--- START OF Data in this exercise ---

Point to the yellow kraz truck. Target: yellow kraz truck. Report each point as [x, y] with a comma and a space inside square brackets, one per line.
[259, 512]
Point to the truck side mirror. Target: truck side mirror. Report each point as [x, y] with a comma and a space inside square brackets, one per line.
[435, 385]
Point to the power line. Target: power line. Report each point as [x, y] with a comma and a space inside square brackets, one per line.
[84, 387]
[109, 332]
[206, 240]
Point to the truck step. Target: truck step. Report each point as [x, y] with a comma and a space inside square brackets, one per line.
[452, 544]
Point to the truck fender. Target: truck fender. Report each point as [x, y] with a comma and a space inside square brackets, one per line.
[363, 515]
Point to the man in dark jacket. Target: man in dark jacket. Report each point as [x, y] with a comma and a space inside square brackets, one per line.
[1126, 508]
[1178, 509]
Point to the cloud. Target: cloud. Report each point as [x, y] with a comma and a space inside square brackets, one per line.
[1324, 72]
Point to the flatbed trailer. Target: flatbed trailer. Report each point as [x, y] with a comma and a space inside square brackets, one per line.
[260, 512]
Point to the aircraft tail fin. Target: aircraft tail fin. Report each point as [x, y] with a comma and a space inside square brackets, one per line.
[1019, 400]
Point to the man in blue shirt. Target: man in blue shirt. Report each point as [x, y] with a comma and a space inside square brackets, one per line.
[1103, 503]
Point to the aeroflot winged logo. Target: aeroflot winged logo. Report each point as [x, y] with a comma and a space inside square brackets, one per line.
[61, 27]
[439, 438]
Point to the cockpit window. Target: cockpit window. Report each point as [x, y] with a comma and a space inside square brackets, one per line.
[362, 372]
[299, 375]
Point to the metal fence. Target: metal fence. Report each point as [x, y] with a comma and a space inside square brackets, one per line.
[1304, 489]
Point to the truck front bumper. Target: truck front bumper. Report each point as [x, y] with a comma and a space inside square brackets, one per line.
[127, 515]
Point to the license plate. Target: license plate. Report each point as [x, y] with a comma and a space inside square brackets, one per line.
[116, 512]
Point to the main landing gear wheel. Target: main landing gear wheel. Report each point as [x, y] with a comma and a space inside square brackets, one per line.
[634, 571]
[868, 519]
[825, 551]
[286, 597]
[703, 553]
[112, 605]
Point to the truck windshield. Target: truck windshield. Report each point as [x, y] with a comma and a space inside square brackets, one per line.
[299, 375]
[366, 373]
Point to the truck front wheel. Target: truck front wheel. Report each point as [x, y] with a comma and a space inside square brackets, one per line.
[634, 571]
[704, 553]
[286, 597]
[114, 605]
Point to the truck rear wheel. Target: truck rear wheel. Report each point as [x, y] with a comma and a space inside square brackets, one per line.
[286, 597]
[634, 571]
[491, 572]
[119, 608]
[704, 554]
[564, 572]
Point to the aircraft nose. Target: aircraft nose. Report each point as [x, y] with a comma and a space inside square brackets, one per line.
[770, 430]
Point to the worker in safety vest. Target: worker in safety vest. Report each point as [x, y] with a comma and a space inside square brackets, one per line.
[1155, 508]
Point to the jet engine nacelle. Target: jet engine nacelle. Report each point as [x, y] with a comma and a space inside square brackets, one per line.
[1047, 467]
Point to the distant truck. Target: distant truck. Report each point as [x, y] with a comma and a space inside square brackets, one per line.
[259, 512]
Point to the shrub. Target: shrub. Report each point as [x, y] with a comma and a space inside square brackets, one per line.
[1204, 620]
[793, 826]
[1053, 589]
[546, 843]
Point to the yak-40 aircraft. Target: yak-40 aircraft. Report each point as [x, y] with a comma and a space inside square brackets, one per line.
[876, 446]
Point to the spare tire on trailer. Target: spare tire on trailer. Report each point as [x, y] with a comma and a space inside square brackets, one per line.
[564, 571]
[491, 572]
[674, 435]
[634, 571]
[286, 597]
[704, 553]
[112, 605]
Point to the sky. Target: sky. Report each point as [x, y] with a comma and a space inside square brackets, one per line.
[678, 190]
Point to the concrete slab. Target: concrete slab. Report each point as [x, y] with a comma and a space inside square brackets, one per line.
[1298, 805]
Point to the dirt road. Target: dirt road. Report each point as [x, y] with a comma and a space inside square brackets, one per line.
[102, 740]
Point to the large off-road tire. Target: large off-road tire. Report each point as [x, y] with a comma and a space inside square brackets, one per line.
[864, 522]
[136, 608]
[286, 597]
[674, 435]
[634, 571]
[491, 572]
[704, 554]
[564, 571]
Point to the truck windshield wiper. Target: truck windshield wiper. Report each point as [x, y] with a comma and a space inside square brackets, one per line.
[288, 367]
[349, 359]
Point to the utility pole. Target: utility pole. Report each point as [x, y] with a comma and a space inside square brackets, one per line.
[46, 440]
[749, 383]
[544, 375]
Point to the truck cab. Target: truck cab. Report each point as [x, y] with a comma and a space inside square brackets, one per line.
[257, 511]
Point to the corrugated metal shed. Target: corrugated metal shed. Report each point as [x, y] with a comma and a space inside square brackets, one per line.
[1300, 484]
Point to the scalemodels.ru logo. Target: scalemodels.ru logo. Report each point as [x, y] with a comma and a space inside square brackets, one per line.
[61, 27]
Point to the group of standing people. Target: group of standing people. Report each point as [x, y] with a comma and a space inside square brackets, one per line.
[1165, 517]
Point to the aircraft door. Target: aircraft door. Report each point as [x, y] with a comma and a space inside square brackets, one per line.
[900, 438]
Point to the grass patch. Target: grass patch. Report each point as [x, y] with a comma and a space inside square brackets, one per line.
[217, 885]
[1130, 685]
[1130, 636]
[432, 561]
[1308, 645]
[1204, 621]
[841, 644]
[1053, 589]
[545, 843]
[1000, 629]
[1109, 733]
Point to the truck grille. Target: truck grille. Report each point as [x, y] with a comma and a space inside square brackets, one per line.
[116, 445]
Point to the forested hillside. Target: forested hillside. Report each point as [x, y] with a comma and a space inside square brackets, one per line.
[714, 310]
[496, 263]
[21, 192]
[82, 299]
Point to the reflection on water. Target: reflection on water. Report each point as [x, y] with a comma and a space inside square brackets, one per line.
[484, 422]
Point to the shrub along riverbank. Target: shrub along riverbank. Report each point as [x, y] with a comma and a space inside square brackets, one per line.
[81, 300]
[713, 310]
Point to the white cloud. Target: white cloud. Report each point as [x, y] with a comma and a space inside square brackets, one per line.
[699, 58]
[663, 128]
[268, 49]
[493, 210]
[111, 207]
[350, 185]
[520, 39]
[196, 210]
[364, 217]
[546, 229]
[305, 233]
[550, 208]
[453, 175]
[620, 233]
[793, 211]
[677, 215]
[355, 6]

--- END OF Data in this exercise ---

Format every line of the items above as a JSON list of strings, one string per line, leaving out blank lines.

— Reply to the task —
[
  "Point to the yellow kraz truck. Target: yellow kraz truck. Report each point as [x, y] with a comma and a space inside square brackets, one per line.",
  "[259, 512]",
  "Point to the truck side mirror. Target: truck side mirror. Report each point as [x, y] with a comma and a space inside square brackets, one per line.",
  "[435, 385]",
  "Point to the power line. Target: power line. Report each point as [x, y] with a comma and a space inside square brackets, one per line.",
  "[84, 387]",
  "[109, 332]",
  "[206, 240]",
  "Point to the truck step. Target: truck step. Report each point as [x, y] with a comma and a space inside square brackets, one per line.",
  "[452, 544]",
  "Point to the truck fender. Target: truck fender. Report each point as [x, y] with a comma and a space inside square brackets, one per line.",
  "[363, 515]",
  "Point to the man in dark jacket. Target: man in dark jacket. Report each point as [x, y] with a comma and a space inside square brackets, one per line.",
  "[1126, 508]",
  "[1178, 509]",
  "Point to the cloud. Target: cloud. Report each point as [x, y] with a comma and a space inside square brackets, one per line.",
  "[1324, 72]",
  "Point to the flatbed trailer. Target: flatbed trailer. Report each point as [x, y] with a comma and a space inside square brackets, one per line.",
  "[260, 512]",
  "Point to the aircraft tail fin. Target: aircraft tail fin. Report each point as [x, y] with a comma and a space inside square brackets, one per line.",
  "[1019, 400]",
  "Point to the man in blue shirt. Target: man in blue shirt. Report each point as [x, y] with a comma and a space inside square brackets, one per line.",
  "[1103, 503]",
  "Point to the aeroflot winged logo. Target: aeroflot winged logo. Report each point as [x, y] with a comma and a space inside square brackets, one per line.",
  "[61, 27]",
  "[439, 438]",
  "Point to the cockpit window. Target: cockpit window. Report each point as [x, y] with a comma and a space inside square brackets, one per line.",
  "[362, 372]",
  "[299, 375]",
  "Point to the metal fence. Target: metal fence. Report each point as [x, y] with a comma and a space inside square brackets, one per line.",
  "[1304, 489]",
  "Point to the truck front bumper. Target: truck front bumper. Report each point as [x, y] with a comma and a space inside square brackets, one per line.",
  "[127, 515]",
  "Point to the license plate. Target: license plate. Report each point as [x, y] with a comma and a space inside square brackets, one per line.",
  "[116, 512]",
  "Point to the main landing gear wheel. Target: main landing gear wheel. Report each point as [x, y] with a comma and a space inside square brackets, one per line.",
  "[634, 571]",
  "[868, 519]",
  "[825, 551]",
  "[286, 597]",
  "[703, 553]",
  "[112, 605]",
  "Point to the truck windshield. Target: truck windshield. Report each point as [x, y] with a comma and a space inside square brackets, one per line.",
  "[299, 375]",
  "[366, 373]",
  "Point to the truck front wheel. Target: truck front wheel. Report each point as [x, y] with a comma and a space inside square brackets, one per line.",
  "[634, 571]",
  "[704, 553]",
  "[286, 597]",
  "[114, 605]",
  "Point to the truck rear wheel. Target: truck rear wheel. Report each point as [x, y] with a comma and a space inside square brackets, one per line.",
  "[286, 597]",
  "[634, 571]",
  "[491, 572]",
  "[119, 608]",
  "[704, 554]",
  "[564, 572]",
  "Point to the aircraft nose. Target: aircraft nose. Report each point as [x, y] with a comma and a space inside square brackets, one per line.",
  "[770, 430]",
  "Point to the worker in safety vest. Target: worker in safety vest. Report each point as [x, y] with a comma and a space inside square brackets, one per line.",
  "[1155, 508]",
  "Point to the jet engine nacelle. Target: jet engine nacelle. Report each point as [x, y] with a comma and a space inside square brackets, one per line.",
  "[1047, 467]",
  "Point to the distant truck. Target: distant truck. Report each point as [x, y] with a comma and a space inside square brackets, one per line.",
  "[259, 512]",
  "Point to the shrub. Target: shrub. Report each point as [x, y] with a comma and a space inside square brackets, one per line.",
  "[1204, 620]",
  "[793, 826]",
  "[1053, 589]",
  "[546, 843]",
  "Point to the yak-40 aircraft. Target: yak-40 aircraft. Report each point as [x, y] with a comma and a space inside square brackets, one per line.",
  "[876, 446]",
  "Point to the spare tire on trailer. Target: spare tire on trailer. Report each point as [x, y] with a comma and a space inside square brackets, one per line.",
  "[564, 571]",
  "[491, 572]",
  "[674, 435]",
  "[634, 571]",
  "[286, 597]",
  "[704, 553]",
  "[112, 605]",
  "Point to the sky. Target: sky. Report each point as [x, y] with a comma and a space inside square brackets, one per line.",
  "[678, 190]",
  "Point to the concrete slab. Target: concrete slab. Report each point as [x, y] with a comma and a space inside square brackets, one per line.",
  "[1298, 805]",
  "Point to the dirt road. Target: dirt road. Report each point as [x, y] with a comma and a space inside square brackets, one per line.",
  "[102, 740]",
  "Point to the large off-road tire. Target: large off-road tire. Report each point as [x, y] with a comma and a space inside square brackets, one per line.",
  "[864, 522]",
  "[136, 608]",
  "[286, 597]",
  "[674, 435]",
  "[634, 571]",
  "[491, 572]",
  "[704, 554]",
  "[564, 571]",
  "Point to the truck windshield wiper. Target: truck windshield wiper. Report each point as [x, y] with a comma and a space inside square brackets, one per line.",
  "[288, 367]",
  "[349, 359]",
  "Point to the utility pole. Target: utility pole. Report each point as [x, y] with a comma and a space inside square brackets, one per line.",
  "[46, 440]",
  "[749, 383]",
  "[544, 375]",
  "Point to the truck cab. Target: truck cab. Report each point as [x, y] with a comma and a space inside square brackets, one per line.",
  "[257, 511]",
  "Point to the corrugated metal shed. Target: corrugated metal shed. Report each point as [x, y] with a comma and a space inside square brackets, one per line.",
  "[1300, 484]",
  "Point to the scalemodels.ru logo. Target: scalemodels.ru logo. Report each point as [x, y] with a comma and a space inside square brackets, one per line.",
  "[61, 27]",
  "Point to the group of standing people. Target: group of standing people. Report each point as [x, y] with a comma and a space inside square brackets, one per line.",
  "[1165, 517]",
  "Point to the aircraft door. Target: aircraft door. Report each point as [x, y] with a comma and a space inside square brackets, one per line.",
  "[900, 438]",
  "Point to the grass patch. Target: grass patch. Report each point as [x, y] with a comma and a space inside square brackets, one per line.",
  "[217, 885]",
  "[1130, 685]",
  "[1130, 636]",
  "[432, 561]",
  "[1308, 645]",
  "[1204, 621]",
  "[841, 644]",
  "[1053, 589]",
  "[545, 843]",
  "[1000, 629]",
  "[1109, 733]",
  "Point to the truck grille. Target: truck grille. Report each point as [x, y] with a comma and a space inside square brackets, one per line.",
  "[116, 445]",
  "Point to the forested hillside. Target: forested hillside. Report each point as [x, y] with a comma and a space inside square brackets, one per line.",
  "[714, 310]",
  "[496, 263]",
  "[21, 192]",
  "[82, 299]",
  "Point to the reflection on water. Target: reflection on water. Report each point as [x, y] with a comma and a space inside square brackets, one per line.",
  "[484, 422]",
  "Point to the shrub along riverbank. Target: shrub along riverbank. Report each point as [x, y] with a comma and a space inside square brackets, one per line.",
  "[81, 300]",
  "[713, 310]",
  "Point to the white cloud. Target: white cloud. Report each point as [x, y] with a comma and a space inside square brackets, one per line.",
  "[699, 58]",
  "[663, 128]",
  "[268, 49]",
  "[493, 210]",
  "[111, 207]",
  "[350, 185]",
  "[520, 39]",
  "[196, 210]",
  "[364, 217]",
  "[546, 229]",
  "[305, 233]",
  "[550, 208]",
  "[453, 175]",
  "[620, 233]",
  "[793, 211]",
  "[677, 215]",
  "[355, 6]"
]